As you reproduce every line below, keep it exactly as written and leave out the images.

Data provided Block Start

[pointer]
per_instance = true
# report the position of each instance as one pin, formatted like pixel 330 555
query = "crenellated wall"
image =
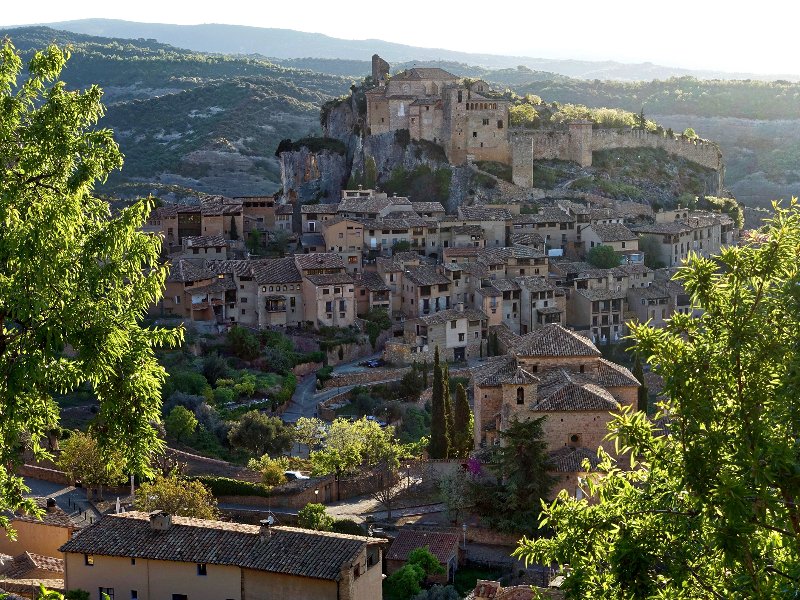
pixel 579 142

Data provided Block End

Exercise solution -
[pointer]
per_instance = true
# report the position of each instance as one pin, formatted like pixel 330 555
query = "crenellated wall"
image =
pixel 579 142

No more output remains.